## Article fourni
AMADOU BA, L’HOMME QUI ETOUFFE SES AMBITIONS
Secret de Polichinelle ou fantasme politique ? Force est de constater que l’ancien ministre de l’Economie et des Finances, Amadou Ba, est l’acteur politique de la mouvance présidentielle qui fait plus l’objet de fixation sur ses ambitions politiques.

Faire l’autruche est une expression qui conviendrait parfaitement au personnage de Amadou Ba. L’ancien ministre des Affaires Etrangères s’est donné au fil des années une carrure d’homme politique présidentiable, mais il reste inflexible. Amadou Ba garde toujours le mystère, parfois à ses risques et périls, sur son avenir politique alors même que ses ‘’adversaires‘’ à Dakar commencent à s’afficher
Secret de Polichinelle ou fantasme politique ? Force est de constater que l’ancien ministre de l’Economie et des Finances, Amadou Ba, est l’acteur politique de la mouvance présidentielle qui fait plus l’objet de fixation sur ses ambitions politiques. Accusé à tort ou à raison de lorgner le fauteuil de son chef, il a été la cible, ces dernières années, de ses frères de parti qui ne ratent aucune occasion pour le fusiller. Certains avaient poussé le bouchon jusqu’à demander son exclusion du gouvernement. Ce que le Président Macky Sall a fini par faire lors du dernier remaniement.
Manifestement, la carrière de l’ancien chef de la diplomatie sénégalaise sonne déjà comme une victoire à la Pyrrhus alors que lui-même entretient toujours le flou artistique sur son avenir politique. «Je me bats pour le Président Macky Sall. Je me bats pour que la vision du Président Macky Sall puisse continuer, sa vision en 2035», avait-il déclaré à nos confrères de la «TFM». Et il n’avait pas manqué d’ajouter que les gens ont des imaginations fertiles. «Ils compliquent des situations qui ne méritaient pas l’attention des Sénégalais. Etre dans un gouvernement, c’est un privilège; il faut qu’on remette les choses à leurs places. Je suis un fonctionnaire qui est au service de l’Etat. Quand tu es au service de l’Etat, ta personne importe peu. C’est pourquoi, quand vous me posez des questions sur mes ambitions personnelles, je suis mal à l’aise».
Toujours est-il que cette déclaration de fidélité à Macky Sall et à sa vision politique, c’était avant qu’il ne soit débarqué du gouvernement. Cependant, et contrairement aux autres «mousquetaires» comme l’ancienne présidente du CESE Aminata Touré et l’ancien ministre Omar Youm qui n’ont pas caché leur amertume d’avoir été démis par le chef de l’Etat, Amadou Ba fait toujours dans le politiquement correct, même si, selon certains de ses proches, il a mal vécu son éviction du gouvernement. «Cela nous fait mal, mais ce serait sage pour lui de rester dans l’Apr jusqu’à l’approche des élections de 2024 pour sortir. Trois ans, c’est très long en politique», soufflait un de ses affidés lors de la passation de service entre lui et sa remplaçante Me Aissata Tall Sall.

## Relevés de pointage
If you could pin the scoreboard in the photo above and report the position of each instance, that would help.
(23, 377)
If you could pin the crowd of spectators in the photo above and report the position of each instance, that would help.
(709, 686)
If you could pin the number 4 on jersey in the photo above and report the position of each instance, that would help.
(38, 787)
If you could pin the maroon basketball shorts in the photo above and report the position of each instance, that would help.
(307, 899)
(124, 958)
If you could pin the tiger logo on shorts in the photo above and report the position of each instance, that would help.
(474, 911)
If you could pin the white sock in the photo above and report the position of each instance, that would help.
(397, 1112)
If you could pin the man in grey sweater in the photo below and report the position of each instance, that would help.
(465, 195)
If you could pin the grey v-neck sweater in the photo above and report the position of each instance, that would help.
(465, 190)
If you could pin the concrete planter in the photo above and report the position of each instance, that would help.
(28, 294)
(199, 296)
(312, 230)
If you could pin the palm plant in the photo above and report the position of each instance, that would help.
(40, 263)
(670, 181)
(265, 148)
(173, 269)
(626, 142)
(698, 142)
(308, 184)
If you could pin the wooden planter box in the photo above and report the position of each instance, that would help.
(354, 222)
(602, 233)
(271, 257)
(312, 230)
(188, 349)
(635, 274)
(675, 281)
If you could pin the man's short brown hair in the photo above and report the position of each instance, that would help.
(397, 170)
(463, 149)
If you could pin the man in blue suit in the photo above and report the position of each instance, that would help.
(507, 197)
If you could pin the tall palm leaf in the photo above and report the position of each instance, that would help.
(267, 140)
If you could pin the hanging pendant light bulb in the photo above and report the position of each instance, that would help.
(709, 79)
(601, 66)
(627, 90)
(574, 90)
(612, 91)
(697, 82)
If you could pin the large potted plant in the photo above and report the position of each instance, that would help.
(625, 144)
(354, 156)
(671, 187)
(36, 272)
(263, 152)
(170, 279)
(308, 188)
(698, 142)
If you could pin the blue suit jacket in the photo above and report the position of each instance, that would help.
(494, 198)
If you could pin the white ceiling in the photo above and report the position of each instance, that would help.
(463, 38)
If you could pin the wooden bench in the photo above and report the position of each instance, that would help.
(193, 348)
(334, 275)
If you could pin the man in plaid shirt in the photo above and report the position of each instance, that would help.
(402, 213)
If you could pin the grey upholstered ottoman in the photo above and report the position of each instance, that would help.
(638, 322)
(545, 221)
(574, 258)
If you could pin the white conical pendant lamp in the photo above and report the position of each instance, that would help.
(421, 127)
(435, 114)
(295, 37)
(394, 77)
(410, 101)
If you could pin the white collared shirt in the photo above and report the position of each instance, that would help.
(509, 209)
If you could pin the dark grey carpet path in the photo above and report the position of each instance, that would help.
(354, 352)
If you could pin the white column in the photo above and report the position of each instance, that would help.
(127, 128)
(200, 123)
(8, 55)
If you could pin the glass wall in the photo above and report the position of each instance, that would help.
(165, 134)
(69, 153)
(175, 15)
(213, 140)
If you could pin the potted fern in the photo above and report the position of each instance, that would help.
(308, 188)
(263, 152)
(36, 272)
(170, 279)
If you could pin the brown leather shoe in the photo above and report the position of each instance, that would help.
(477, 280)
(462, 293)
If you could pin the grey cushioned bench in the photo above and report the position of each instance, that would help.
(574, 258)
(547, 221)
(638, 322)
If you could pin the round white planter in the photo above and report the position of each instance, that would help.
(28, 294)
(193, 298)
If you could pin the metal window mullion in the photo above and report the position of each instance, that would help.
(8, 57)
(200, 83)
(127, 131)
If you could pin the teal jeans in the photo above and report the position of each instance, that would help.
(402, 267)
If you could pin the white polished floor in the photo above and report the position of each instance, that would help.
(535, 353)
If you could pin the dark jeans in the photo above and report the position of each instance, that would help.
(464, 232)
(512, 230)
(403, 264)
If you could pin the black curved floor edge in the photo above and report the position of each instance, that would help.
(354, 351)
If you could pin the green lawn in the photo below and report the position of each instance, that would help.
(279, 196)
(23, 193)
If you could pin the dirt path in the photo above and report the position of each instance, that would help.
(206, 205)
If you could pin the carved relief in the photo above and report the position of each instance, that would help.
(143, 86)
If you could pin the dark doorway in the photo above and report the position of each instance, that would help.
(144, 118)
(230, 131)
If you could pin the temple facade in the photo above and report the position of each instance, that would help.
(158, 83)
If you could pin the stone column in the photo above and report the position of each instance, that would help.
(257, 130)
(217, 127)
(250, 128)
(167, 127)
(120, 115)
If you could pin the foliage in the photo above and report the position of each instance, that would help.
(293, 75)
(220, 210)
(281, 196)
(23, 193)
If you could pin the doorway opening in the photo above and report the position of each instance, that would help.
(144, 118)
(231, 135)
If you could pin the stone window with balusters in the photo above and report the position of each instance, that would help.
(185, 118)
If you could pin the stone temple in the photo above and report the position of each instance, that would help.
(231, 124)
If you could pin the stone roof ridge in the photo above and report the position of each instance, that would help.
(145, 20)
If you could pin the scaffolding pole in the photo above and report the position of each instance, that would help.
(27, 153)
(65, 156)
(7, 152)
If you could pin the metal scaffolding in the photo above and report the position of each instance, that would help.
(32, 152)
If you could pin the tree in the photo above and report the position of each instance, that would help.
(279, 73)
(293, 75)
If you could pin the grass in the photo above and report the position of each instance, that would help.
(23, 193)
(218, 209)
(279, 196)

## Travail à faire
- a) Indiquez si chacun des énoncés suivants est conforme à l’article sur Amadou Ba, en répondant par oui ou par non et en citant textuellement les mots de l’article qui permettent de trancher : (i) Amadou Ba a occupé le poste de ministre des Affaires étrangères ; (ii) lors du dernier remaniement, le Président Macky Sall a maintenu Amadou Ba au gouvernement ; (iii) c’est Aissata Tall Sall qui a remplacé Amadou Ba.
- b) Recopiez fidèlement le passage de l’article sur Amadou Ba qui va de « Toujours est-il que » jusqu’à « Aissata Tall Sall. » inclus.
- c) Reprenez l’article sur Amadou Ba au point où il s’arrête et poursuivez sa rédaction.
Les entrées n’interviennent en rien dans ce travail.

## Corrigé
- a)
(i) Oui : « L’ancien ministre des Affaires Etrangères s’est donné au fil des années une carrure d’homme politique présidentiable ».
(ii) Non : « Certains avaient poussé le bouchon jusqu’à demander son exclusion du gouvernement. Ce que le Président Macky Sall a fini par faire lors du dernier remaniement. »
(iii) Oui : « la passation de service entre lui et sa remplaçante Me Aissata Tall Sall ».

- b)
Toujours est-il que cette déclaration de fidélité à Macky Sall et à sa vision politique, c’était avant qu’il ne soit débarqué du gouvernement. Cependant, et contrairement aux autres «mousquetaires» comme l’ancienne présidente du CESE Aminata Touré et l’ancien ministre Omar Youm qui n’ont pas caché leur amertume d’avoir été démis par le chef de l’Etat, Amadou Ba fait toujours dans le politiquement correct, même si, selon certains de ses proches, il a mal vécu son éviction du gouvernement. «Cela nous fait mal, mais ce serait sage pour lui de rester dans l’Apr jusqu’à l’approche des élections de 2024 pour sortir. Trois ans, c’est très long en politique», soufflait un de ses affidés lors de la passation de service entre lui et sa remplaçante Me Aissata Tall Sall.

- c)
Pour Amadou Ba, il est visiblement hors de question pour le moment de faire face à Macky Sall. Même s’il ne participe plus aux réunions des cadres de l’Apr, il continue à être légaliste politiquement. Il y a quelques jours, sa candidature supposée à la mairie des Parcelles Assainies a été rapidement démentie par sa cellule de communication. Et celle-ci d’ajouter qu’il toujours respecté les règles du parti. «En aucune manière, il ne dérogerait à la discipline du parti. Il continue de marcher masqué et de rester ‘’loyal‘’ à son mentor».
Dr MOUSSA DIAW, ENSEIGNANT EN SCIENCES POLITIQUES A L’UGB
«Ce serait bien pour lui de trancher dès maintenant le débat» Répondant récemment à l’ancien ministre de l’Intérieur Mbaye Ndiaye qui lui demandait d’éviter les oiseaux de mauvais augure qui lui prêtent des ambitions démesurées et le poussent dans un combat qui n’est pas le sien, Amadou Ba avait lancé : «Le défi le plus important, c’est le défi de l’unité». Avec son flegme légendaire et le sens du sarcasme qu’on lui connaît, il ajoutait : «Mbaye Ndiaye, je sais que tu aimes profondément le Président Macky Sall. Et s’il y a dans un domaine où je veux te concurrencer, c’est celui-là». Pour quelqu’un qui veut étendre ses tentacules sur le plan politique, est-ce une bonne posture communicationnelle ? Pour le politiste et enseignant à l’Université Gaston Berger (Ugb) de Saint Louis, Moussa Diaw, l’attitude de l’ancien ministre des Finances n’est pas une posture politique payante. «Parce qu’on est dans un contexte où si vous n’agissez pas, vous ne communiquez pas, les gens vous oublient, vous cédez la place aux autres. On est dans un monde conquis par la communication. Une personnalité politique, c’est d’abord d’intervenir dans l’espace politique, donner son avis et prendre position et contribuer au débat démocratique. Mais si on prend du recul et qu’on joue dans l’ambiguïté, ce n’est pas une posture politique porteuse pour quelqu’un qui a des ambitions aussi locales que nationales. Cela ne relève pas de la posture d’un homme politique qui est averti et qui sait le rôle que joue la communication dans les rapports sociaux», analyse l’enseignant. Dr Moussa Diaw pense que ce serait mieux pour lui de trancher dès maintenant le débat et d’annoncer la couleur.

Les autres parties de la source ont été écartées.